_Document section_.
Priorities for the Obama Administration
Barry Desker (Dean, S. Rajaratnam School of International Studies (RSIS), Nanyang Technological University)
Now that he is president of the United States, Barack Obama has his work cut out for him. His priorities will revolve around reclaiming U.S. global leadership and rebuilding alliances in the face of America's new position as an over-extended hegemon.
President Barack Obama's inaugural address on Jan. 20 was somber, even grim, with few of the uplifting phrases and little of the sunny optimism that characterizes such speeches. He highlighted that the United States was in the midst of crisis – at war, with a badly weakened economy, but also with a nagging fear that America's decline was inevitable. The vision was one of overcoming "common dangers, in this winter of our hardship…..[enduring] what storms may come."
The over-extended hegemon
It is a reminder that the unipolar moment is over. The U.S. will be the most powerful state but it will be less dominant and a more multilateral world can be anticipated. This reflects both the instinctive attitudes of those taking over in Washington as well as the realities of power. Over the next four years, the Obama administration will be guided by the maxim that "our power grows through its prudent use" as the U.S. seeks to re-build alliances and recognizes that it is over-extended.
Withdrawal from Iraq after a decent interval will occur. Afghanistan will be a test of wills. The war in and around Afghanistan will pose a challenge as the U.S. and its allies are sucked into a widening conflict. Afghanistan and Pakistan will take center stage in the U.S. "war on terror." As Secretary of State Hillary Clinton noted in her congressional testimony, U.S. military aid to Pakistan will be conditional on Pakistan's efforts to close down training camps, evict foreign fighters, and prevent the Taliban and al-Qaeda from using Pakistan as a sanctuary. There will be increasing pressure on Afghanistan to crack down on the opium trade, corruption within the Karzai administration, and growing Taliban influence within the country.

_Written exercise_.
Condense the paragraph of the commentary that begins "It is a reminder that the unipolar moment is over" into a short bulleted list that keeps its main facts. The listing that comes next has no connection to the commentary.

[Pointing dataset listing]
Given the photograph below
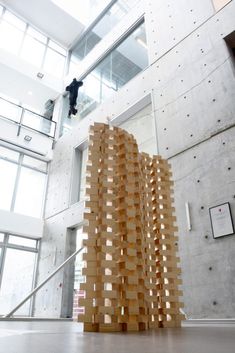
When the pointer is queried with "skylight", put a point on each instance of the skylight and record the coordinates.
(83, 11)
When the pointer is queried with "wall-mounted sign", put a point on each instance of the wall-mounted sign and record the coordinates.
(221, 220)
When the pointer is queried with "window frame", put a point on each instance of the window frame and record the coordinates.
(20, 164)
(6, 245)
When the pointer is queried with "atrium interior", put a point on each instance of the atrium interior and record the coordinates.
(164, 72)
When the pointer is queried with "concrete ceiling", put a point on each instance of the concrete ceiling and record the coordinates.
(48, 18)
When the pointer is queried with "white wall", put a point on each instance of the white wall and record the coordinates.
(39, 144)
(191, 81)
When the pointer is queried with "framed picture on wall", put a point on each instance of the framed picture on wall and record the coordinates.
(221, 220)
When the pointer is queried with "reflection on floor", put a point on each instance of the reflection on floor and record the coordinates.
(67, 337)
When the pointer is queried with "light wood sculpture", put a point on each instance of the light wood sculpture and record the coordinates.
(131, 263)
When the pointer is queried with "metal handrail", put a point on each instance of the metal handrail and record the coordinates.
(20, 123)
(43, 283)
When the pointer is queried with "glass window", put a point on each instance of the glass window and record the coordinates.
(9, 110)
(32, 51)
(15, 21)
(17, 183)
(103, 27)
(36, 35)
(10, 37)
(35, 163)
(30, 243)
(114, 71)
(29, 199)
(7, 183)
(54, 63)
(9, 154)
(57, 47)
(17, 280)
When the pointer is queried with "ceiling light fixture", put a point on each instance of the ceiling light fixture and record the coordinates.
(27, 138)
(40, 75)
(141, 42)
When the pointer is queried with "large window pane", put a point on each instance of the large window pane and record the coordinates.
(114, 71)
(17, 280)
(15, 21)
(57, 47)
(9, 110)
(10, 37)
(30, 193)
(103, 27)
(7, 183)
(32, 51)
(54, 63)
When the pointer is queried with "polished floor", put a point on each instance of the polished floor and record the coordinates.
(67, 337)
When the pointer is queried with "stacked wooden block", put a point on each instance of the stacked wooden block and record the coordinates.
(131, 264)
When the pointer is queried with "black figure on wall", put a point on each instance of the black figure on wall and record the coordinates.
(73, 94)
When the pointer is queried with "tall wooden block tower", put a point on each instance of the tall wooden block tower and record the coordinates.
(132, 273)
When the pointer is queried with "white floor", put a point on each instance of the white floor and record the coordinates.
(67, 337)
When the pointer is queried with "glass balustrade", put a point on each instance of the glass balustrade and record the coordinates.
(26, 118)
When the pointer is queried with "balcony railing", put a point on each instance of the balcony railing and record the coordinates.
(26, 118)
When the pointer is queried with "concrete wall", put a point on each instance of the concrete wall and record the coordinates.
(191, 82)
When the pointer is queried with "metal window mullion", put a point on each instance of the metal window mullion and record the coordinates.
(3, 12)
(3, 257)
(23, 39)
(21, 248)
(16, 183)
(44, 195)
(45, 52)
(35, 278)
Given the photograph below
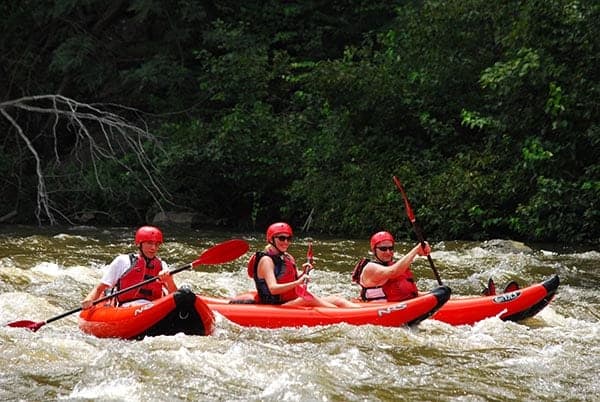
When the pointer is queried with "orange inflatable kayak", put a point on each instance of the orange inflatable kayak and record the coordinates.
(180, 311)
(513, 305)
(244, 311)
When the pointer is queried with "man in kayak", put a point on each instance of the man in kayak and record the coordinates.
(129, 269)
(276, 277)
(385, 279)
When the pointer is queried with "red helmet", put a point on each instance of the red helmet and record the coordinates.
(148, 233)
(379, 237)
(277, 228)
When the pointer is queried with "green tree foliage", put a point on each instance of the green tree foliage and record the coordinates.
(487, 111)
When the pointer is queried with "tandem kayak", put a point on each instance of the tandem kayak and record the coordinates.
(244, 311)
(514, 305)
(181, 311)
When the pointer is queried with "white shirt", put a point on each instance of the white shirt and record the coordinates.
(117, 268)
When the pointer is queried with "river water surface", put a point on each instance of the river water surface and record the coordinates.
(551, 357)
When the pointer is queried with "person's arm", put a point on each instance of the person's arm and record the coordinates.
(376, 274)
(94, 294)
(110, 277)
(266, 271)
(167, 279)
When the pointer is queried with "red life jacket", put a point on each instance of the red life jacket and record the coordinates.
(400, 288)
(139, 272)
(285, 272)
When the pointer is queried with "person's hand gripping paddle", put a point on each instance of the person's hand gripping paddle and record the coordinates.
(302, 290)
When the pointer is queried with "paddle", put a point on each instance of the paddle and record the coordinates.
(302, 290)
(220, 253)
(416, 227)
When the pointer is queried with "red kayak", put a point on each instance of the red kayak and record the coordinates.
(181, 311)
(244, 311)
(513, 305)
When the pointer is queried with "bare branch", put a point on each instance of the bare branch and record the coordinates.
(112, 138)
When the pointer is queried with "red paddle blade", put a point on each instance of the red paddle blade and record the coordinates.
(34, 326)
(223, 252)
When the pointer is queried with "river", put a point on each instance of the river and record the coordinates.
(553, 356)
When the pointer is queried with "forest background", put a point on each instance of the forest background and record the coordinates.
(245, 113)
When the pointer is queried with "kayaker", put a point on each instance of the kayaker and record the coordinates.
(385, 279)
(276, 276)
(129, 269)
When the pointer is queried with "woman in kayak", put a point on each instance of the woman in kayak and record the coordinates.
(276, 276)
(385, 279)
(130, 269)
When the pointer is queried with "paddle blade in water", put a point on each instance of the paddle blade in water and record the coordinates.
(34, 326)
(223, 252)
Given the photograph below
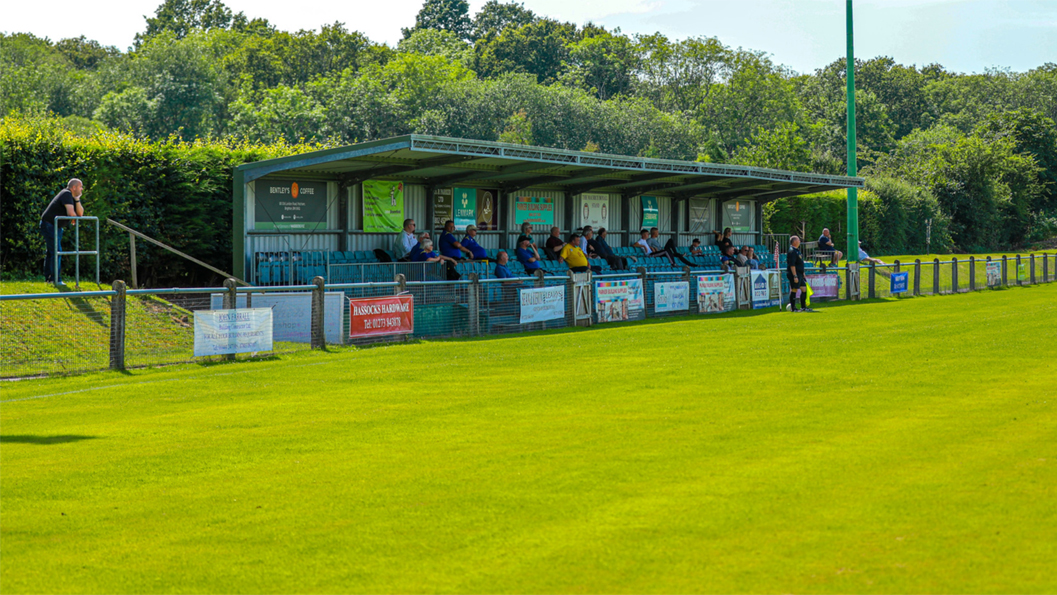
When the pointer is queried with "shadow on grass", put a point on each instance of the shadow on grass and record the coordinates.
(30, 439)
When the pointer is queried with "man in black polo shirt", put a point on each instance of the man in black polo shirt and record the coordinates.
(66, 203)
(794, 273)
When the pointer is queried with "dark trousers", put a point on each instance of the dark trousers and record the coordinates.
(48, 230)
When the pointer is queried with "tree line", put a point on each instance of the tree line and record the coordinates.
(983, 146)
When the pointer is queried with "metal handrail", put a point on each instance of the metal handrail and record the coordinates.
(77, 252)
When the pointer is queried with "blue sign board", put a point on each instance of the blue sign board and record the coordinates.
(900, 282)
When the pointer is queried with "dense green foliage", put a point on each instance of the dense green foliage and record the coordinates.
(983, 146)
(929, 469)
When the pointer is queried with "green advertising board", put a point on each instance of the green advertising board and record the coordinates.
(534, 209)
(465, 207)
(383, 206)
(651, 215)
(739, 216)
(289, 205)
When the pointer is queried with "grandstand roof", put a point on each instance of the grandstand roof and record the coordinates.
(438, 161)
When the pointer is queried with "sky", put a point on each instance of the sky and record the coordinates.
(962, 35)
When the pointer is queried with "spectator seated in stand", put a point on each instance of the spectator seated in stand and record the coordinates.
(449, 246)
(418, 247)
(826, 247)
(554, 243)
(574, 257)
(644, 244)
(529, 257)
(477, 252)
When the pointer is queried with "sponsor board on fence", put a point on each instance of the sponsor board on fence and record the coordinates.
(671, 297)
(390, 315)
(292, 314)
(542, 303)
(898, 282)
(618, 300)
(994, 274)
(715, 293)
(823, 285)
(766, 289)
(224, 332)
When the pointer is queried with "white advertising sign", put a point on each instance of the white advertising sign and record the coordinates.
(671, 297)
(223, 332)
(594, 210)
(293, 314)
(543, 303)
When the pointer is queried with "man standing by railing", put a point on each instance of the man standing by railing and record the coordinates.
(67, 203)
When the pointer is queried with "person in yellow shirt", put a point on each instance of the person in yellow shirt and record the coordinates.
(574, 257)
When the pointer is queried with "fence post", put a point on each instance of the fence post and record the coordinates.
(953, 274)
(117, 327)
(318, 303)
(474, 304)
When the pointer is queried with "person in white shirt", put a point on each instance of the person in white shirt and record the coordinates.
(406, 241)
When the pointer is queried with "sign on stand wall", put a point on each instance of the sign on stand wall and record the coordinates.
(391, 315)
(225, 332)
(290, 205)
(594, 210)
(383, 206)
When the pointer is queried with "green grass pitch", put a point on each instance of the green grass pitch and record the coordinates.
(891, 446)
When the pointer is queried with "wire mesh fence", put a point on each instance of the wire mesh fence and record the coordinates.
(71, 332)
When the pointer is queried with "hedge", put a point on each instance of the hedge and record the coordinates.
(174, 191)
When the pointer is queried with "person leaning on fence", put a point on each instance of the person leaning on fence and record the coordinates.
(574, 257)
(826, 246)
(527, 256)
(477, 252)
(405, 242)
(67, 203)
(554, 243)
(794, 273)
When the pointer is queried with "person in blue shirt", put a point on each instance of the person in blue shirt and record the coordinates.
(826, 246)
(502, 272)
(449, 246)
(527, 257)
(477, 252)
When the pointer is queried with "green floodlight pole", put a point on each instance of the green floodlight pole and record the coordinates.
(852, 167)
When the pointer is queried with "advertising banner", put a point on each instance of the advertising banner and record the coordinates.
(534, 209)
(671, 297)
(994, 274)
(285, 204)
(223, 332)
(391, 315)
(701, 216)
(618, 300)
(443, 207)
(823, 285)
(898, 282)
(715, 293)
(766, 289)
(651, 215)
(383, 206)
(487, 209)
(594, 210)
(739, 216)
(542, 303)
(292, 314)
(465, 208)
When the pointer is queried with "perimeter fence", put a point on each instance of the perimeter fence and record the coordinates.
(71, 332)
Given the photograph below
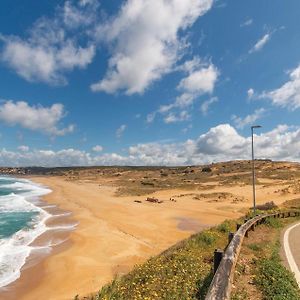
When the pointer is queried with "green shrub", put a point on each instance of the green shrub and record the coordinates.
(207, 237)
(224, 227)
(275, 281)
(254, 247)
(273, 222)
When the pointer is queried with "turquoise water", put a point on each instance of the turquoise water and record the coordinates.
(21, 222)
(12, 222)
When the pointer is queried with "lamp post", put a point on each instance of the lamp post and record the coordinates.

_Solved problem_.
- The unipolar moment has ended.
- The U.S. will remain the most powerful state but will be less dominant, and a more multilateral world is expected.
- This reflects both the instincts of those taking over in Washington and the realities of power.
- For the next four years, the Obama administration will follow the maxim that "our power grows through its prudent use." It will seek to rebuild alliances and will recognize that the U.S. is over-extended.